**Requirement**
Make an exact copy of the lines below.

Dataset entries

══════════════════════════════

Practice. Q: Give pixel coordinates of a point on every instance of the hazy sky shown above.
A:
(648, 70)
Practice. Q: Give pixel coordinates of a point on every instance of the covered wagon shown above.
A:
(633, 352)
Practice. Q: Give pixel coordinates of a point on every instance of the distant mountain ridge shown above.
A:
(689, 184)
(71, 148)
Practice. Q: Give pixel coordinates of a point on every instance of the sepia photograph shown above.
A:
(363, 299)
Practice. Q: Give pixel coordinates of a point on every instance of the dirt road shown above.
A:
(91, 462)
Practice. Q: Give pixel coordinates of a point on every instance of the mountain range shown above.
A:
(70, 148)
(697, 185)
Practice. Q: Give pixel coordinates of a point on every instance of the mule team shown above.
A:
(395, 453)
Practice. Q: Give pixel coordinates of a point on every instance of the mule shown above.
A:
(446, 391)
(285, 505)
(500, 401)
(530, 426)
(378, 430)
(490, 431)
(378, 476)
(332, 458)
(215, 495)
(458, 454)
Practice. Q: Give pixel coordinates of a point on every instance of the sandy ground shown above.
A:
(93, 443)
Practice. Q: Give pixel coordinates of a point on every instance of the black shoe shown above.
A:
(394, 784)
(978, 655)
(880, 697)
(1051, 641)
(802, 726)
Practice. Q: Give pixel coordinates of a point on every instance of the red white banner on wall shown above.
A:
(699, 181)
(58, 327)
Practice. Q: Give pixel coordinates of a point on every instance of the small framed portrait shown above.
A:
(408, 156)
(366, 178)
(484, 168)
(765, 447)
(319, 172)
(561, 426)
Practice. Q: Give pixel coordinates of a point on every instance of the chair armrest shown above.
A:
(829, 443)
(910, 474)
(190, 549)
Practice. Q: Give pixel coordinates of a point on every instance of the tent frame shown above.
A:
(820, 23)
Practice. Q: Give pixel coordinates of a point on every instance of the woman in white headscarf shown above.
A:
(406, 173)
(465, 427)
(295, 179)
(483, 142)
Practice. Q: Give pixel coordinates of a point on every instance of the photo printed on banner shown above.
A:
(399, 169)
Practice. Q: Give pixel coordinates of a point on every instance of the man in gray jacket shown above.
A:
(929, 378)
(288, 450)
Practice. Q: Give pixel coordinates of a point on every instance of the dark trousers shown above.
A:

══════════════════════════════

**Solution to this task**
Practice. Q: Give pixel coordinates of a point on every instance of the hazy sky shown above.
A:
(648, 70)
Practice. Q: Give pixel coordinates of a point on every instance of the covered wagon shown above.
A:
(633, 352)
Practice. Q: Give pixel coordinates of a point on every instance of the distant mountain ridge shown above.
A:
(689, 184)
(71, 148)
Practice. Q: Give pixel coordinates of a point on every instance of the sepia photograph shown above.
A:
(363, 299)
Practice. Q: Give pixel coordinates of a point on every instance of the dirt road shown above.
A:
(91, 462)
Practice. Q: Give pixel coordinates of a point on every instance of the mountain range shown above.
A:
(70, 148)
(697, 185)
Practice. Q: Give pixel coordinates of a point on every instance of the mule team shown above.
A:
(395, 453)
Practice. Q: Give pixel coordinates of a point on every instance of the mule shown above.
A:
(446, 391)
(285, 505)
(500, 401)
(530, 426)
(378, 430)
(490, 431)
(378, 476)
(332, 458)
(215, 495)
(458, 454)
Practice. Q: Give pixel coordinates of a point on every instance of the sandy ground shown above.
A:
(93, 443)
Practice. Q: Give pixel coordinates of a point on every instance of the black shoe shown above.
A:
(394, 784)
(978, 655)
(880, 697)
(1051, 641)
(802, 726)
Practice. Q: Give pixel coordinates of a point on every instance of the red white banner on wall shown above.
A:
(699, 181)
(58, 327)
Practice. Q: Give pixel coordinates of a point on every instance of the small framed portrait shown above.
A:
(408, 156)
(366, 178)
(484, 168)
(765, 447)
(319, 172)
(561, 426)
Practice. Q: Give pixel coordinates of a point on every instance of the chair armrest shown above.
A:
(829, 443)
(910, 474)
(190, 549)
Practice. Q: Give pixel coordinates of a point on every instance of the tent frame shown above.
A:
(820, 23)
Practice. Q: Give pixel coordinates of a point on every instance of the woman in white headscarf shown above.
A:
(406, 173)
(465, 427)
(295, 179)
(483, 142)
Practice. Q: Give pixel coordinates of a point on every instance of the photo printed on banner shown above.
A:
(399, 169)
Practice. Q: Give pixel coordinates of a point on every instance of the man in gray jacket shown above.
A:
(929, 378)
(288, 450)
Practice. Q: Give pixel coordinates of a point on every instance of the dark trousers shown above.
A:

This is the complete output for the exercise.